= TASK OBJECTIVE =
Pull out every line in the listing below that contains the word "stone".

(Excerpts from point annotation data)
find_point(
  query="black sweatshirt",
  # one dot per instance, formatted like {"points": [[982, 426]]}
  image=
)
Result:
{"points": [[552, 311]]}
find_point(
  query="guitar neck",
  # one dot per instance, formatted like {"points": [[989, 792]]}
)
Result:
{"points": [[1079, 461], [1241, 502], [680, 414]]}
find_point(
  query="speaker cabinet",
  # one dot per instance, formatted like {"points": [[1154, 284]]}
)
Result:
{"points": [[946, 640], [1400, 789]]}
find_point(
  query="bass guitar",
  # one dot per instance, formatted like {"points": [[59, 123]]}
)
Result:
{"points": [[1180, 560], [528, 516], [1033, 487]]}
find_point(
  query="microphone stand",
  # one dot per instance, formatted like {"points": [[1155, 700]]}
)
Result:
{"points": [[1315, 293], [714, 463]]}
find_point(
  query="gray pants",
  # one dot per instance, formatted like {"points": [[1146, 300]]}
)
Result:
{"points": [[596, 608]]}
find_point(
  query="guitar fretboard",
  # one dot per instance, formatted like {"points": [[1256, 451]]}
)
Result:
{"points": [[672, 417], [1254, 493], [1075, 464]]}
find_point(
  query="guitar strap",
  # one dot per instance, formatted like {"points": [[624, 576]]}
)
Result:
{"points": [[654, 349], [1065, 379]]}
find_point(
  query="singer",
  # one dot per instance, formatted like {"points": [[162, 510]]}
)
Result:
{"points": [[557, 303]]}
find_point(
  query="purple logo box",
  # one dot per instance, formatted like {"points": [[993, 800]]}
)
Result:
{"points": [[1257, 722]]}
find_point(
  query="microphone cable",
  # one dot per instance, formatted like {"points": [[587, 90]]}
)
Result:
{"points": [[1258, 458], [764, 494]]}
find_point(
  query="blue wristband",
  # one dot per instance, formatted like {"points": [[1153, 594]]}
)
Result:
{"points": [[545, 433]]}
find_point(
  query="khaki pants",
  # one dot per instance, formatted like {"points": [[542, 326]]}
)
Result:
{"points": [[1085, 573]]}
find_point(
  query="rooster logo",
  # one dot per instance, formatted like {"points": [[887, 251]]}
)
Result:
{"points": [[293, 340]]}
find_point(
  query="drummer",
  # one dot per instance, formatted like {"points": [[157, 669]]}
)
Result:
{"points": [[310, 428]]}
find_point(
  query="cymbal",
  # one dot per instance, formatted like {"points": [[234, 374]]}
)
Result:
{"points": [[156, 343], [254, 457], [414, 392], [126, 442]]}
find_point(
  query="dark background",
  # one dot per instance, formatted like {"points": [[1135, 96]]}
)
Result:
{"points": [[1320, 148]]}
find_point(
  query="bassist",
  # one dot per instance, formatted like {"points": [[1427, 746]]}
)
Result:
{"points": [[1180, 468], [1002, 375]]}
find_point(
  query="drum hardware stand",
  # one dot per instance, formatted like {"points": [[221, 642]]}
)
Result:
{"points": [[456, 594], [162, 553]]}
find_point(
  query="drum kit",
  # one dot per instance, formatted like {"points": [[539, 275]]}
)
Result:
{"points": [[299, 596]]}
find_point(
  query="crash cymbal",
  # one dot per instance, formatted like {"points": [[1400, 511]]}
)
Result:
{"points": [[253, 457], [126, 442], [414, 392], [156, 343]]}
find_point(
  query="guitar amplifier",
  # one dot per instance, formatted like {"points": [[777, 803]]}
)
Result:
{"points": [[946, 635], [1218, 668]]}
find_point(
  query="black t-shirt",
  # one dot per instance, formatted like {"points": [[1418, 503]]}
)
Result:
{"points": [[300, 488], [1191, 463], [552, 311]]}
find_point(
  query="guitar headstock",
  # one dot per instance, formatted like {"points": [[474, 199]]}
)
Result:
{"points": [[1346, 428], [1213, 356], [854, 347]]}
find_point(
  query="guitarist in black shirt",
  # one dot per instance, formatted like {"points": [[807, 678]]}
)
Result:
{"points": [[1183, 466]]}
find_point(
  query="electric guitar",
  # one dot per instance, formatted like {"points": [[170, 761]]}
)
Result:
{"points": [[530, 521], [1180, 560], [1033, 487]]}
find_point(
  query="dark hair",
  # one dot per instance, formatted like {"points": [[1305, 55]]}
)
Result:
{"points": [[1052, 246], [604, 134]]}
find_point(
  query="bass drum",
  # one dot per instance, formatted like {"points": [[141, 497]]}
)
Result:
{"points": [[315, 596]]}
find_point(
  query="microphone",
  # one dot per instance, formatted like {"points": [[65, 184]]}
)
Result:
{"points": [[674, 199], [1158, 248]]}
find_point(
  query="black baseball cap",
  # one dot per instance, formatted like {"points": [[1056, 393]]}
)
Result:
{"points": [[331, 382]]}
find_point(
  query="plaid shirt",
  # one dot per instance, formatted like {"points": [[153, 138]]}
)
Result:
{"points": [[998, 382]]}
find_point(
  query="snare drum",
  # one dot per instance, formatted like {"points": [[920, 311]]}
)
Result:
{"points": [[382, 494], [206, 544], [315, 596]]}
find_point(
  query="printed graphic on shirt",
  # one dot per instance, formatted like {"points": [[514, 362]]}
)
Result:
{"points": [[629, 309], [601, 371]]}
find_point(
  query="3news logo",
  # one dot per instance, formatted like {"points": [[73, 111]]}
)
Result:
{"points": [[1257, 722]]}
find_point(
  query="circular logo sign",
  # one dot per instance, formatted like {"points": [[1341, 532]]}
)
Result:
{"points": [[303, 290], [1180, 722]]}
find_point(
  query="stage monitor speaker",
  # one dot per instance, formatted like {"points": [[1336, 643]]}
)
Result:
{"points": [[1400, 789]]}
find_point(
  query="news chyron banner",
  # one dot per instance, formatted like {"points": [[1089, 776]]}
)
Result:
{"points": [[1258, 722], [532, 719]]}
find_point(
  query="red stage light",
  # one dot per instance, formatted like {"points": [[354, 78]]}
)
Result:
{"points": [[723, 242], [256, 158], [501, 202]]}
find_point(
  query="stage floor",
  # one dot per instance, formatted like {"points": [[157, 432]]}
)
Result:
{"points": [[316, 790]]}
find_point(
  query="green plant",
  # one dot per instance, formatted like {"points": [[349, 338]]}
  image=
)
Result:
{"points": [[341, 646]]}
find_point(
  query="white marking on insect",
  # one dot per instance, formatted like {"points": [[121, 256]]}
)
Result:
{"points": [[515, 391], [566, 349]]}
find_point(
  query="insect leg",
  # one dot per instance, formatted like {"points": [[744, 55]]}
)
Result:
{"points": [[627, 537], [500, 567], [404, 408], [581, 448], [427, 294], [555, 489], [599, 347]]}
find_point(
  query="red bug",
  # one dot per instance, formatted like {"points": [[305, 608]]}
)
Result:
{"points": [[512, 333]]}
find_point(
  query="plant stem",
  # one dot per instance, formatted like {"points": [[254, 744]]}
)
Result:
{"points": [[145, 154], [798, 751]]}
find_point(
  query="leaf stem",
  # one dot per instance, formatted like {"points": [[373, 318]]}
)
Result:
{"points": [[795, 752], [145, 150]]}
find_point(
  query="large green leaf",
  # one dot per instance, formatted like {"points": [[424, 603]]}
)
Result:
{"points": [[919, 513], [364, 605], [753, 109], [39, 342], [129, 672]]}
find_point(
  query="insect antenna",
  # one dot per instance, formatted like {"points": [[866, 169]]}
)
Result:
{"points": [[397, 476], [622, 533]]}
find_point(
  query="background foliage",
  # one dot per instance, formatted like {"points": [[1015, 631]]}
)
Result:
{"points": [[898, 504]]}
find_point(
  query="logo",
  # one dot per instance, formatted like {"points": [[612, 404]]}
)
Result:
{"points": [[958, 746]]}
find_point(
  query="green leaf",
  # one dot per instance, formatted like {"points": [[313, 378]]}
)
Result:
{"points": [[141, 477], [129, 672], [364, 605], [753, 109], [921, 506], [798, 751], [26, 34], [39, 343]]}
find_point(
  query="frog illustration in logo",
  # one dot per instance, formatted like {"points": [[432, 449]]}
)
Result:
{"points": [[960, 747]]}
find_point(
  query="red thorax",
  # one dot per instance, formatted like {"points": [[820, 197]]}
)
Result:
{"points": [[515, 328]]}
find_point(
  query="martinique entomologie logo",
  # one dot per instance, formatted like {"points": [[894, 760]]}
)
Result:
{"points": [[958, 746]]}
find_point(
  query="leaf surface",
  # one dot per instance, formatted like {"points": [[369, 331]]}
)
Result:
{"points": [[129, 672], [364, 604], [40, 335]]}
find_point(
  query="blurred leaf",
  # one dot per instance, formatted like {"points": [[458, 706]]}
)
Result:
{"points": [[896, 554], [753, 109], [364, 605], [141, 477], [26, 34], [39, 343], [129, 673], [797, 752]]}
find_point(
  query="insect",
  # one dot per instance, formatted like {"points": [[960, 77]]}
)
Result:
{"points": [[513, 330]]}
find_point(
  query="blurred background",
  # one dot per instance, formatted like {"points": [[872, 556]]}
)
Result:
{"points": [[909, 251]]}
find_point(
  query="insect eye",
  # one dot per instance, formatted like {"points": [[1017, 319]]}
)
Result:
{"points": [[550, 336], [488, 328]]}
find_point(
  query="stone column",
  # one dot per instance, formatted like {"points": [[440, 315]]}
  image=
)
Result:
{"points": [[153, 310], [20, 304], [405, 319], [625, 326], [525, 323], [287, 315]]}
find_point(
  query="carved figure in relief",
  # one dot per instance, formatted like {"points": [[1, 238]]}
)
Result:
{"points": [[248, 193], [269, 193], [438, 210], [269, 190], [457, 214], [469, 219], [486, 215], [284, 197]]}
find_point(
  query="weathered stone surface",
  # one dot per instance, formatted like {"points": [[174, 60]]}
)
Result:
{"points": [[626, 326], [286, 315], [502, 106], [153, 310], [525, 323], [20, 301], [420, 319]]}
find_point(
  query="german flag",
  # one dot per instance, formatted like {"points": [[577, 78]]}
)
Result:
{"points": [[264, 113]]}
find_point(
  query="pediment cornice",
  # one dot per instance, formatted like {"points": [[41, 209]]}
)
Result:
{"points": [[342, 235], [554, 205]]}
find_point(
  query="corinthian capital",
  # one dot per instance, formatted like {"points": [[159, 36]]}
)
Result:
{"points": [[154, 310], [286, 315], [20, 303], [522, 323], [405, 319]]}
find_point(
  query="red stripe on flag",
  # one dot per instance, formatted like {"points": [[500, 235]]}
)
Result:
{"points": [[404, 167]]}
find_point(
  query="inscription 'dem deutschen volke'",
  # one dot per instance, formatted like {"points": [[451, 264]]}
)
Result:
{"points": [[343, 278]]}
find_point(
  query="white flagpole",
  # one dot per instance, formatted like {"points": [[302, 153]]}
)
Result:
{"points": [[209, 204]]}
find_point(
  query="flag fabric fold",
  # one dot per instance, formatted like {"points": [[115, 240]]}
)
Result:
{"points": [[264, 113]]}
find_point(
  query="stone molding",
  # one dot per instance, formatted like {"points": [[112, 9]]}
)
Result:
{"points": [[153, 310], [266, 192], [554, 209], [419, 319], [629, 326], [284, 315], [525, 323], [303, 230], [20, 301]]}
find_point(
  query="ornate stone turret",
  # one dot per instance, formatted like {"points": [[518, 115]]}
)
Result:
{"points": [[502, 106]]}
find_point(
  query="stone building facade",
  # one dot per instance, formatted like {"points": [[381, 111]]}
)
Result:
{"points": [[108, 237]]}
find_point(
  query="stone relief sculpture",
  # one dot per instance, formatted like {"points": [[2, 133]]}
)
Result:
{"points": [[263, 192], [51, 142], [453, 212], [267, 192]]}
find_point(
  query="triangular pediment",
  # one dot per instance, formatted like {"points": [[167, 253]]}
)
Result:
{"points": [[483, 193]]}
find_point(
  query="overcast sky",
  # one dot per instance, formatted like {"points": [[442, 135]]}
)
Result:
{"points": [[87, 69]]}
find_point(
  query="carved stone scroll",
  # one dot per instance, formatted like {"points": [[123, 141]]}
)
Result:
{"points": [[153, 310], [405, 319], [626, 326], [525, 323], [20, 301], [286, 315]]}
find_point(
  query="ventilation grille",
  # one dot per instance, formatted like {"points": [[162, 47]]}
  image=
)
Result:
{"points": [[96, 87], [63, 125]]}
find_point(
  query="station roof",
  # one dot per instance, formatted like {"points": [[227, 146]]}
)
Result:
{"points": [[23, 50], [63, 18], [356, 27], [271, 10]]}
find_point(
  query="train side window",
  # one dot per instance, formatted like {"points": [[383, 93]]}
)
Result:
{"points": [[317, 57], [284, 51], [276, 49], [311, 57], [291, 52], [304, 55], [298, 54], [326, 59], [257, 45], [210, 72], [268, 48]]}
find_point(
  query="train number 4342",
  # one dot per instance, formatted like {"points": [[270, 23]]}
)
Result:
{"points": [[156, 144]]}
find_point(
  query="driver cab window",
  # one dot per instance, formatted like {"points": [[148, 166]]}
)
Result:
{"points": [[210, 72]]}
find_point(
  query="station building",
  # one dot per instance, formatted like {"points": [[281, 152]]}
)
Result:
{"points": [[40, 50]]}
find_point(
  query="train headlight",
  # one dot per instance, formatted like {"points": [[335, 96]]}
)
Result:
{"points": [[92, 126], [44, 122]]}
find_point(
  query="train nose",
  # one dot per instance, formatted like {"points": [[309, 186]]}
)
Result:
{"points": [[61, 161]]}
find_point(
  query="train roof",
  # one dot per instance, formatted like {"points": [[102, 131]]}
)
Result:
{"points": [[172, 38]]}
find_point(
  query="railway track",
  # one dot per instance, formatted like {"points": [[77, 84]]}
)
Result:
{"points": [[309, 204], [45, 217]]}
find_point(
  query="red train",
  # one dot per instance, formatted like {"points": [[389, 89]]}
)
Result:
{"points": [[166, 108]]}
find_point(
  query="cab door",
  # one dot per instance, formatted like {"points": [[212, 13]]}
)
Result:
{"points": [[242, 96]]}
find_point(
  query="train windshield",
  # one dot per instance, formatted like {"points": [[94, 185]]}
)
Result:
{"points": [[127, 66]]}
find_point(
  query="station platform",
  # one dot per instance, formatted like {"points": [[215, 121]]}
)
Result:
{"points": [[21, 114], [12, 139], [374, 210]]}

= SOLVED PROBLEM =
  query="stone column",
  query="weathered stone surface",
  query="stone molding",
  query="ornate stone turret",
  query="stone building facade",
  query="stone relief sculpture",
  query="carved stone scroll",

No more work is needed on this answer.